* **WHAT THIS TASK INVOLVES**: Among the entries below, one stretch runs from the line that contains "Would you be able to tag the blue sky" through the line that contains "Query: car on road". Repeat that stretch exactly, ends included, and only that.

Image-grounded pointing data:
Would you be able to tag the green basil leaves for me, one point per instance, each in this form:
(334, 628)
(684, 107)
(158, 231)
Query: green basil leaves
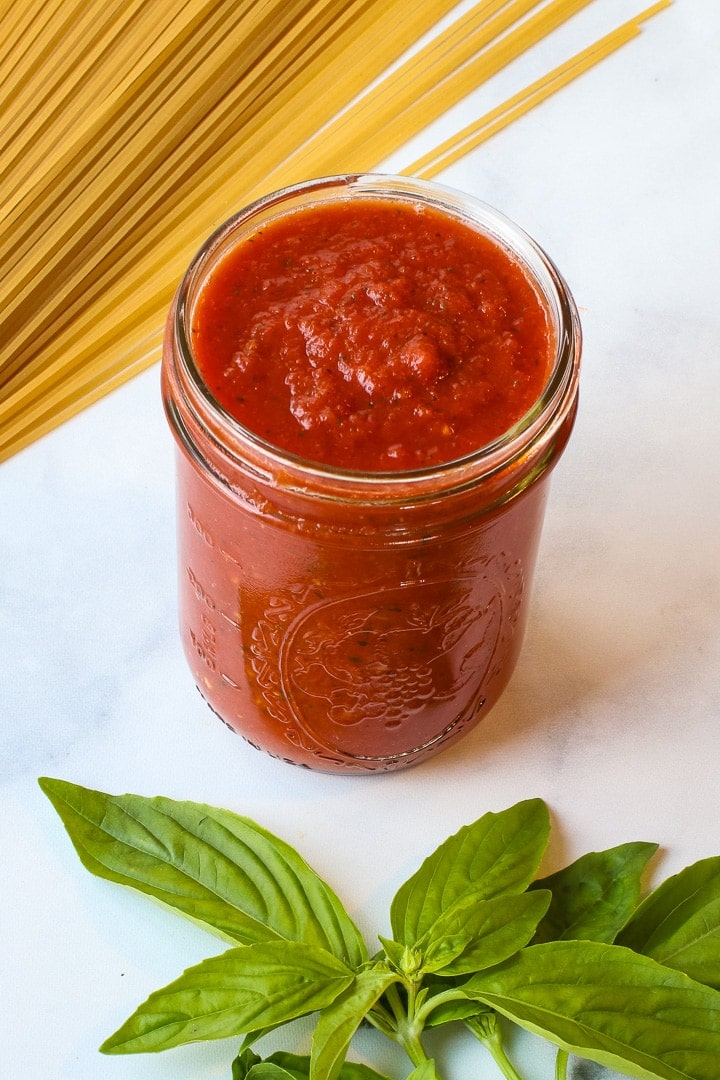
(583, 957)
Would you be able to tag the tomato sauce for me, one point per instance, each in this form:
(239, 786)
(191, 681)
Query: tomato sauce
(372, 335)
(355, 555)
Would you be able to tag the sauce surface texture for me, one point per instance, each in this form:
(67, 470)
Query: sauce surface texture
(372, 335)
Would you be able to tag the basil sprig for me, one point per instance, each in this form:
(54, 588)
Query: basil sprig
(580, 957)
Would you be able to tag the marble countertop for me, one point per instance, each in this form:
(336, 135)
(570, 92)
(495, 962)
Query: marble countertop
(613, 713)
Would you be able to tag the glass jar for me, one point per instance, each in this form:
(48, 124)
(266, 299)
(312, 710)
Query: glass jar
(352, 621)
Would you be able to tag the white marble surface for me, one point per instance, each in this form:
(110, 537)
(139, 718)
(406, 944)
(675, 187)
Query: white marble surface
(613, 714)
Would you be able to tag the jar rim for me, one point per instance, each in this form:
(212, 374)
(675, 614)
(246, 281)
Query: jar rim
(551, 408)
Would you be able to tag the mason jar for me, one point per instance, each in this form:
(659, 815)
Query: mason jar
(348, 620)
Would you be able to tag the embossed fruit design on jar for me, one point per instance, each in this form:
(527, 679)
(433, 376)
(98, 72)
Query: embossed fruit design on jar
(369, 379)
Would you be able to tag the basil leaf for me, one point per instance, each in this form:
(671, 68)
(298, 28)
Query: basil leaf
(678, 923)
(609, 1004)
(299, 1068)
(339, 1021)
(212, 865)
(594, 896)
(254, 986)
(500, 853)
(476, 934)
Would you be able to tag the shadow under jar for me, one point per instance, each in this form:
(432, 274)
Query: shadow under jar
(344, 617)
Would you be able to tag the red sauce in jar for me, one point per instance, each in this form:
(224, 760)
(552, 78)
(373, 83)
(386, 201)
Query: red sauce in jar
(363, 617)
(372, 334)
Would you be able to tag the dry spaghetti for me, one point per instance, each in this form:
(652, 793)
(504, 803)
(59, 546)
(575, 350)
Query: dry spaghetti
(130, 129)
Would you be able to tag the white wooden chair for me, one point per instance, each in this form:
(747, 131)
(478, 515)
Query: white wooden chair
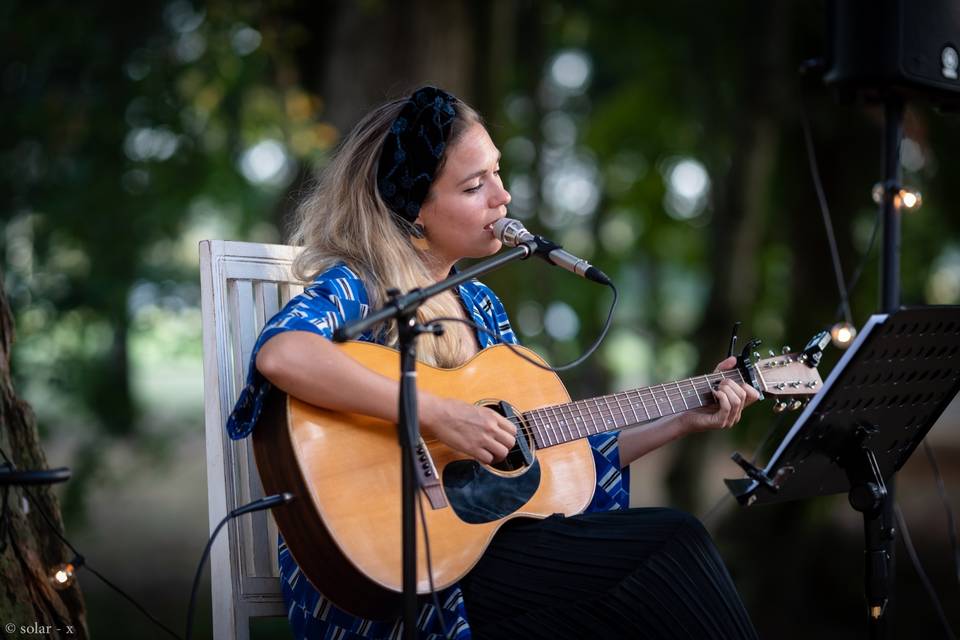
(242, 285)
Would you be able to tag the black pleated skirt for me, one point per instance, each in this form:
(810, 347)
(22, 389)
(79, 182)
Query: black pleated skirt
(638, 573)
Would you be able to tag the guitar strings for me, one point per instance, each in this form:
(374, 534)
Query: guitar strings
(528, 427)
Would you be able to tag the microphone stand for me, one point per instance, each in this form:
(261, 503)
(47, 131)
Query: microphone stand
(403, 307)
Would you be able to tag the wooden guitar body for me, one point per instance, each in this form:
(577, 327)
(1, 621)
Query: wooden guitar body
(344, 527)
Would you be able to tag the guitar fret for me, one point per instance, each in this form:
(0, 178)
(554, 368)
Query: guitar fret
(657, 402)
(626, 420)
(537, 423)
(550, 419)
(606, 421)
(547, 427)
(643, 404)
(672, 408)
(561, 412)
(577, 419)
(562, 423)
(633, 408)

--

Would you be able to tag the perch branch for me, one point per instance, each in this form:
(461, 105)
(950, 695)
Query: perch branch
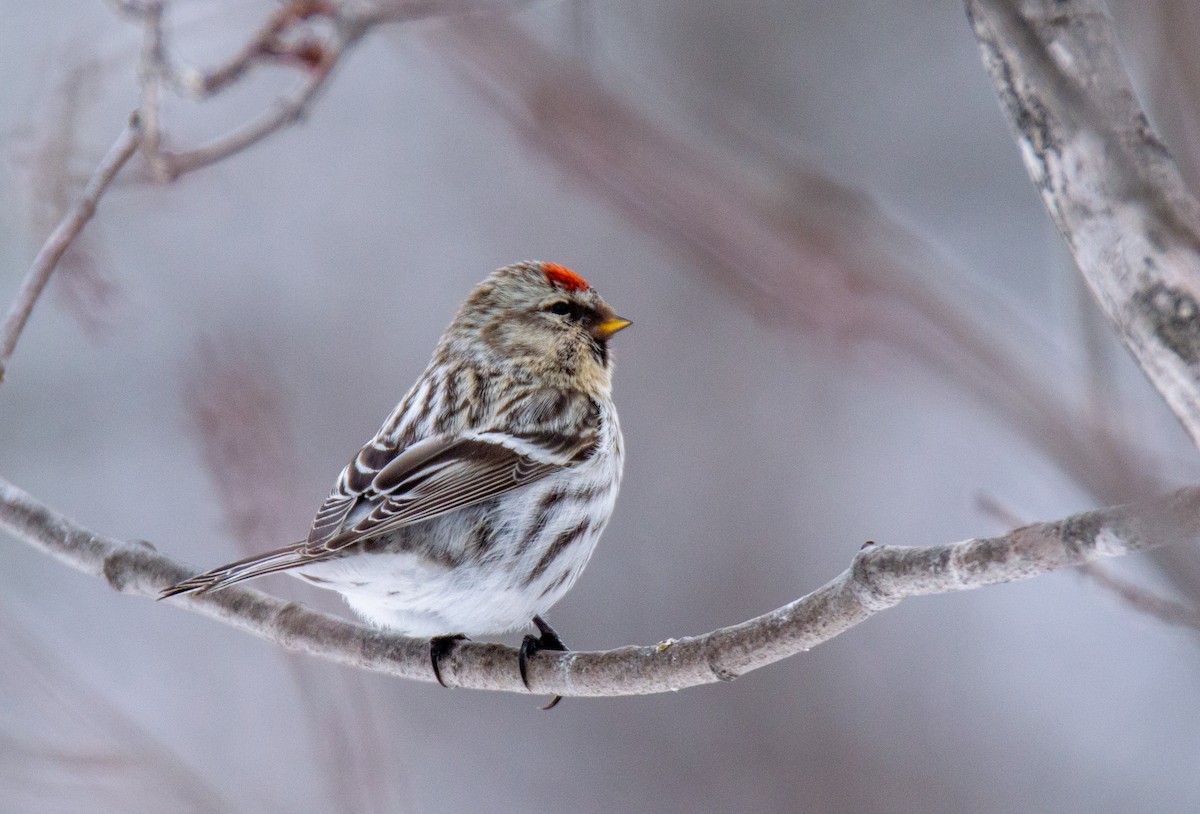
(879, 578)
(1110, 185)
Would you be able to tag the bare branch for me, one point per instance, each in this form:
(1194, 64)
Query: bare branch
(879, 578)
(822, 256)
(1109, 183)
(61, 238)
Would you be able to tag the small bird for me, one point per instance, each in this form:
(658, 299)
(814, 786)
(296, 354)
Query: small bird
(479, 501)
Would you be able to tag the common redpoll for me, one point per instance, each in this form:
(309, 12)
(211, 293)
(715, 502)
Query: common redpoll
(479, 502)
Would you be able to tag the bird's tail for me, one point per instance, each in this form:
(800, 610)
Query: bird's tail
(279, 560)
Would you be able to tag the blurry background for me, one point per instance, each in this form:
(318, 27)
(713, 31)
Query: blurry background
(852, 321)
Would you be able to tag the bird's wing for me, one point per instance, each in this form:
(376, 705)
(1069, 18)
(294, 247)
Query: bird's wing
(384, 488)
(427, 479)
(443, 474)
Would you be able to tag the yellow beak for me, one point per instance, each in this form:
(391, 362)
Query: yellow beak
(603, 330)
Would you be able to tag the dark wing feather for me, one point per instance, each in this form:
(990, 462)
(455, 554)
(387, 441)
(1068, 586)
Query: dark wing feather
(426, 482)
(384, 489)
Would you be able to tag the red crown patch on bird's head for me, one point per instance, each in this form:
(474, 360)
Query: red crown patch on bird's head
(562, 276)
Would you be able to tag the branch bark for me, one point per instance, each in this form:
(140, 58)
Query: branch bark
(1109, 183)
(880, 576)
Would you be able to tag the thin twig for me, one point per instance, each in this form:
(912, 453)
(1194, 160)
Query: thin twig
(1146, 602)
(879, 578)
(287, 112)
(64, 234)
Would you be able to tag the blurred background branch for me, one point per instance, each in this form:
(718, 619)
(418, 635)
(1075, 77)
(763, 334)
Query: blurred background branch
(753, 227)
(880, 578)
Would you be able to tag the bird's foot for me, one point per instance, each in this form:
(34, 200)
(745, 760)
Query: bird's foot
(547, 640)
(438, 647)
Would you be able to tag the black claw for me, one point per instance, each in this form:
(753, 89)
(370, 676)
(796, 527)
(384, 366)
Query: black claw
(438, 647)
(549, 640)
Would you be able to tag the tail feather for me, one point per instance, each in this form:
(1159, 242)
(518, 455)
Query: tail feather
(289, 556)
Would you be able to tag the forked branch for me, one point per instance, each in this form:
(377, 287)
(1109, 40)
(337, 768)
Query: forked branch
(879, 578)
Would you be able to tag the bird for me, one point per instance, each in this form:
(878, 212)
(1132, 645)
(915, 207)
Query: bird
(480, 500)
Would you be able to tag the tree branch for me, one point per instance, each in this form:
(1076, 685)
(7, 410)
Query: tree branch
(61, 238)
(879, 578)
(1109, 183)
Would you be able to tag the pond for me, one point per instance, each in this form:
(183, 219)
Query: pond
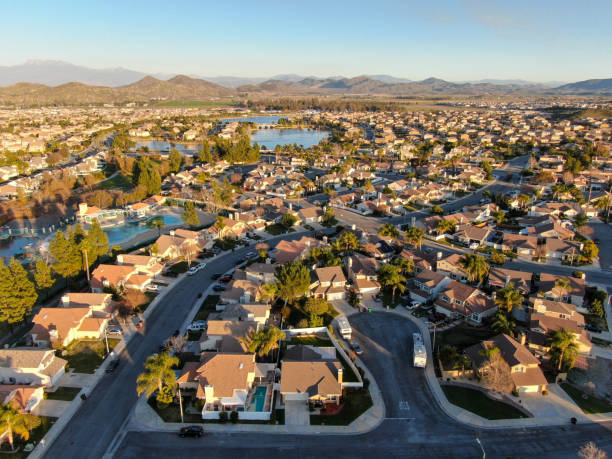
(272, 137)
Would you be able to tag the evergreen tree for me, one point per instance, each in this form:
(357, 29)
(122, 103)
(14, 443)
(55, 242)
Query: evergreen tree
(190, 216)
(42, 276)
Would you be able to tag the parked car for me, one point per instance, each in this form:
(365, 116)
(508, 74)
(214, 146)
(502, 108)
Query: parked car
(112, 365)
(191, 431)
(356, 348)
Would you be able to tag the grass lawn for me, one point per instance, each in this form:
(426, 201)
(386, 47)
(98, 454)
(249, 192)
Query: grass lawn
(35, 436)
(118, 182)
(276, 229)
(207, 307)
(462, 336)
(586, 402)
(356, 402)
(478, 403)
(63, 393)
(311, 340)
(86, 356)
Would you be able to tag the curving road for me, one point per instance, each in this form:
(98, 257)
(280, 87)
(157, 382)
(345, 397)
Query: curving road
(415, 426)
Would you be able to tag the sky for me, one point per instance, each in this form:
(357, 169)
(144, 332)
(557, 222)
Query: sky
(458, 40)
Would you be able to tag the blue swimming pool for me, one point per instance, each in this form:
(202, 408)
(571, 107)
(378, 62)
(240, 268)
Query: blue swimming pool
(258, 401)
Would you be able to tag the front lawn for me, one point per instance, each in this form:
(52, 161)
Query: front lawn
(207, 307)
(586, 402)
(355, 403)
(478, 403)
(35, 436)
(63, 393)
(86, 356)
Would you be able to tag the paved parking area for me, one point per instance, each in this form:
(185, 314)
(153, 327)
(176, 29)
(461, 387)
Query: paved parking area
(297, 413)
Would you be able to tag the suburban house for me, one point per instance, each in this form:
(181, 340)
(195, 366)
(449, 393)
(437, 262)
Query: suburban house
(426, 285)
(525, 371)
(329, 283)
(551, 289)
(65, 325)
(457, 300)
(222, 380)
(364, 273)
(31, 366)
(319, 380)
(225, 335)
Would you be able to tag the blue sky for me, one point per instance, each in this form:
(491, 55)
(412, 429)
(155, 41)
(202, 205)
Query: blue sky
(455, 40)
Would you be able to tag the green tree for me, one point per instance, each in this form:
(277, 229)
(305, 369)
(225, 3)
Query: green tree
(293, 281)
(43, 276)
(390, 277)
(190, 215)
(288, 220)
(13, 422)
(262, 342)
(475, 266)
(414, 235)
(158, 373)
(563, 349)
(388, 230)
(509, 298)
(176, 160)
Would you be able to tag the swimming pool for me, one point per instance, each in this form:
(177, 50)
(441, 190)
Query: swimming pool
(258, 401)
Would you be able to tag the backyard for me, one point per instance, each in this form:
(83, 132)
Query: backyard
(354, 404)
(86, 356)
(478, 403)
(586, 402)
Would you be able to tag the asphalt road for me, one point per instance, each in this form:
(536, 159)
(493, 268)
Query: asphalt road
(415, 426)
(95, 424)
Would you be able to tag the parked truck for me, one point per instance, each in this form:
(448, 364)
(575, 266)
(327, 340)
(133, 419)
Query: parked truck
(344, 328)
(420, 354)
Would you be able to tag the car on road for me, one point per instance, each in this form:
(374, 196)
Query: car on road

* **WRITTEN ANSWER**:
Would you be able to tag the blue sky for me, one point per instance, each in this form:
(491, 55)
(412, 429)
(155, 41)
(202, 205)
Query: blue sky
(455, 40)
Would you be able to tag the green tree for me, one point per instance, each in this form:
(277, 229)
(305, 369)
(225, 3)
Query: green tree
(293, 281)
(43, 276)
(390, 277)
(190, 215)
(288, 220)
(13, 422)
(262, 342)
(475, 266)
(414, 235)
(158, 373)
(563, 349)
(388, 230)
(509, 298)
(176, 160)
Would you be able to tag the swimming pool for me, one point per instance, each in this form:
(177, 50)
(441, 190)
Query: swimming pool
(258, 401)
Would you be able to tag the backyard for me, one point per instance, each in this form:
(83, 132)
Query: backyard
(354, 404)
(86, 356)
(478, 403)
(586, 402)
Would you be able to tag the asphalt road for me, one point per instance, each in this form:
(536, 159)
(493, 268)
Query: asphalt road
(415, 426)
(95, 424)
Would you be able to tag the parked truck for me, one point per instance, each in this form:
(448, 364)
(575, 266)
(327, 340)
(133, 419)
Query: parked truck
(344, 328)
(420, 354)
Would you be able to tag the car on road for me, one point per instance, each in this form:
(374, 196)
Query: car on road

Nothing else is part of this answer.